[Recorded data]
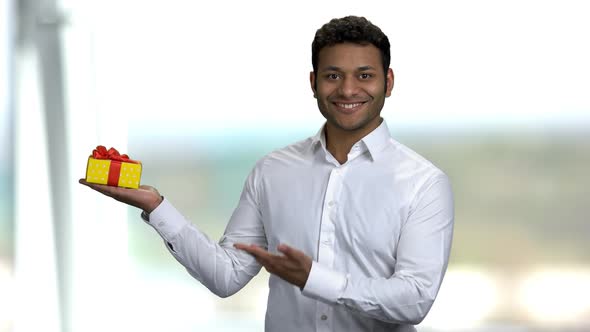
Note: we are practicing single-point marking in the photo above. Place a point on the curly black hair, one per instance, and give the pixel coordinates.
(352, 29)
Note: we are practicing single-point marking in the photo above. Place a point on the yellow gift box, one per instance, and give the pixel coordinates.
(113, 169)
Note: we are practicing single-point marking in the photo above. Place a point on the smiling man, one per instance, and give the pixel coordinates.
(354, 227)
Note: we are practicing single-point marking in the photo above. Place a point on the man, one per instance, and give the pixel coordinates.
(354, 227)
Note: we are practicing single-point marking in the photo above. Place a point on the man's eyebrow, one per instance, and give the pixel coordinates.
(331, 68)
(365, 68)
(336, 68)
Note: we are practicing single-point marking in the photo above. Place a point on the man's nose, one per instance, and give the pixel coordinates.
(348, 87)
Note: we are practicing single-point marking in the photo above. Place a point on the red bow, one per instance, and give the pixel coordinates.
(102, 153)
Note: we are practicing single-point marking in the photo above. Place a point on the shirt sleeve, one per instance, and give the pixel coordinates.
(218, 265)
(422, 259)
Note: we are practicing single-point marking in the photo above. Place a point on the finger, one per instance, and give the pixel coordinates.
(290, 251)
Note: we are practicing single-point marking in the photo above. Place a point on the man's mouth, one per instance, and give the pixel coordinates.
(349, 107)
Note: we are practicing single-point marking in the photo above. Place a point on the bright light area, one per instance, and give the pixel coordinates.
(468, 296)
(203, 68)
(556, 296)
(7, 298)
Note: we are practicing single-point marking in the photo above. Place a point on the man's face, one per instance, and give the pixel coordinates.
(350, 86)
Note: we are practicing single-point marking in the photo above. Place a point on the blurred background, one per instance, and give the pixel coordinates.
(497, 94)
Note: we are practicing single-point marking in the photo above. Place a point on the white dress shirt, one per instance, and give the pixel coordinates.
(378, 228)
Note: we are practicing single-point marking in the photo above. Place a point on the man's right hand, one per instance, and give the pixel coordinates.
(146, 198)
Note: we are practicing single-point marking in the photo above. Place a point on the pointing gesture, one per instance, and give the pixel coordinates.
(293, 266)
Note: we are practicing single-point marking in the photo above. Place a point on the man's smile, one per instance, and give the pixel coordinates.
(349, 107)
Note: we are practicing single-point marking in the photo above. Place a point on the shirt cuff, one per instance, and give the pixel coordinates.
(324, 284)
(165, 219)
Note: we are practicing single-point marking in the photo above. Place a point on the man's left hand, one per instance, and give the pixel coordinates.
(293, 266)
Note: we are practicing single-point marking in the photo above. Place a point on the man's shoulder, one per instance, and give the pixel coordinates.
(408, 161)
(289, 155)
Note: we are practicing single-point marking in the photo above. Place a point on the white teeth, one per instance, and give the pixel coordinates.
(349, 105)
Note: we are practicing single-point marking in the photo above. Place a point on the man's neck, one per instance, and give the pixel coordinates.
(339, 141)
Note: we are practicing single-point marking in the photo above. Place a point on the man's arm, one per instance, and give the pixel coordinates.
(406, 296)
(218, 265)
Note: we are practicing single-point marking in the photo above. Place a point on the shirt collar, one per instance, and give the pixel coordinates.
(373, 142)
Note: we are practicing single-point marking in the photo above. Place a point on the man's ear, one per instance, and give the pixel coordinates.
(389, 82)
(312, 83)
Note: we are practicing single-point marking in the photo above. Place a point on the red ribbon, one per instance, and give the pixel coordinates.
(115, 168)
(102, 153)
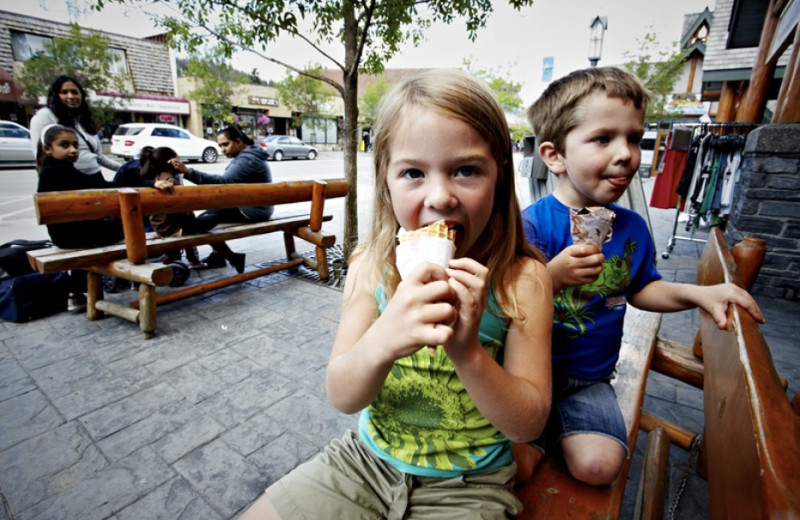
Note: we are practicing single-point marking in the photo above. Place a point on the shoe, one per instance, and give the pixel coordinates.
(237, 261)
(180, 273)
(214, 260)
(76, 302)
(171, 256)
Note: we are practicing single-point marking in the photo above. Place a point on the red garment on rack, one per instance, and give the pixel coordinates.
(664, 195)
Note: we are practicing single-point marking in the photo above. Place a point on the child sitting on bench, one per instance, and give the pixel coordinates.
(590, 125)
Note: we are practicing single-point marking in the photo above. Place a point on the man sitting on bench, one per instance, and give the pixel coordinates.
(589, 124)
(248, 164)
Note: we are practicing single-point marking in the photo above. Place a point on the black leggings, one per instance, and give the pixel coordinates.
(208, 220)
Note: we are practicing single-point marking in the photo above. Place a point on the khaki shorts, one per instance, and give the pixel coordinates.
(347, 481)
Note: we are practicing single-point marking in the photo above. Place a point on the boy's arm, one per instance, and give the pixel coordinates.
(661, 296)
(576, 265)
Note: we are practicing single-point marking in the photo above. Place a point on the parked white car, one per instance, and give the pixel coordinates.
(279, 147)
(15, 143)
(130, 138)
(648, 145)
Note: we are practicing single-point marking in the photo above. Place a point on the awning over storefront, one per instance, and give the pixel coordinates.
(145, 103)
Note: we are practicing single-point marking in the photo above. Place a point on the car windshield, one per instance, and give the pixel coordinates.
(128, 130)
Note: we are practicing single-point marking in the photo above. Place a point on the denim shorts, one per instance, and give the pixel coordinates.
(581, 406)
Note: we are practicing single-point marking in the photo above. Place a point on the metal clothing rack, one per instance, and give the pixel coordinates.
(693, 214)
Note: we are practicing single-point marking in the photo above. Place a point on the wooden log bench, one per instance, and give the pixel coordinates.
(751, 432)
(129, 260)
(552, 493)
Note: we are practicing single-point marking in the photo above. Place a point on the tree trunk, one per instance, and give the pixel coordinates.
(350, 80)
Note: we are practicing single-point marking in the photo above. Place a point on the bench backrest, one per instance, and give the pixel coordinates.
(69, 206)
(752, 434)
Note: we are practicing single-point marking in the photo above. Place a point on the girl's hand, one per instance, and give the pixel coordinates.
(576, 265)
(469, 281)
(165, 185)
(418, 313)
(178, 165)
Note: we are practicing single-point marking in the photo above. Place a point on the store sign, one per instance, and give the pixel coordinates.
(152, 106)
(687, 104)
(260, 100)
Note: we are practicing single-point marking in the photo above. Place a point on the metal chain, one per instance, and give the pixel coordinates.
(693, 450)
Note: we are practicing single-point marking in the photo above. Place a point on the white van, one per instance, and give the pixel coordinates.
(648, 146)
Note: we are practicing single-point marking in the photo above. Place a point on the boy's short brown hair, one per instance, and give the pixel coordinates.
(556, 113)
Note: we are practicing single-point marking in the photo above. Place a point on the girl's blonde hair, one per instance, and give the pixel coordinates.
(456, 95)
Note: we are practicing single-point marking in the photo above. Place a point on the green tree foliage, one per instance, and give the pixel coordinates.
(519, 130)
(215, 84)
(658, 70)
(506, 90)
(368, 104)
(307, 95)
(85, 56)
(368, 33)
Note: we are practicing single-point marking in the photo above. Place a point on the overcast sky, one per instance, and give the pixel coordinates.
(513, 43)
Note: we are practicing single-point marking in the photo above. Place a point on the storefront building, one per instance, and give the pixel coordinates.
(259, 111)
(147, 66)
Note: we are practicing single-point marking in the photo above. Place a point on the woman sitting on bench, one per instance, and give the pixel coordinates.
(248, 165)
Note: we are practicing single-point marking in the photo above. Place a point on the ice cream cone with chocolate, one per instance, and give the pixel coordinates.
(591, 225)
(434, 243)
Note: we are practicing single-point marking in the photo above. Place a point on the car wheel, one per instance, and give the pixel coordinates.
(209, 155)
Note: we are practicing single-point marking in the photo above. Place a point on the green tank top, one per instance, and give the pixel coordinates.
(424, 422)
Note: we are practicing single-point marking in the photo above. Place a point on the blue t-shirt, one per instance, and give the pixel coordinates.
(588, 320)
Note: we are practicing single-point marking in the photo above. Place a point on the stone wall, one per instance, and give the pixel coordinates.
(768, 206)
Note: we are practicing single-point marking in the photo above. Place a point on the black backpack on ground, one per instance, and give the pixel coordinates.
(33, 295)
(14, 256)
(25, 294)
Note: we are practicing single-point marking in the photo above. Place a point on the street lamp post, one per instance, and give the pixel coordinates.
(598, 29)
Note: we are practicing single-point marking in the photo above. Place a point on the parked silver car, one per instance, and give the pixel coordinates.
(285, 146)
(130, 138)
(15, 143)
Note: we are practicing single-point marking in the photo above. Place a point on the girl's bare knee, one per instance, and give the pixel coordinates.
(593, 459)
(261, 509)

WORK REQUIRED » Write out only the final block of lines, starting at the line with "on the blue" and running to the end of the material.

FINAL RESULT »
Note: we are practicing single-point marking in the photo above. Place a point on the blue t-shirt, one per instance, and give the pixel coordinates.
(588, 320)
Note: we are practicing single-point marking in the photo above. Place a point on the stone wall, one per instance, and give the pixel coordinates.
(768, 206)
Note: we are practicing single-point marking in the photo above. Place a point on the black backpack on ground, one per instance, and give the pixel coordinates.
(33, 295)
(14, 256)
(25, 294)
Note: we are practicing single-point marking in the photo above. Place a point on the street lamp post, one per instance, and give the pixel coordinates.
(598, 29)
Note: we are practicing single-point marking in the photo above. Place a point on the parked silver car, one per instance, and give the pixel coordinates.
(285, 146)
(130, 138)
(15, 143)
Note: we are practicing single-point marking in the photo above. Place a point on the girl's bare knee, one per instance, and give the pixel coordinates.
(593, 459)
(261, 509)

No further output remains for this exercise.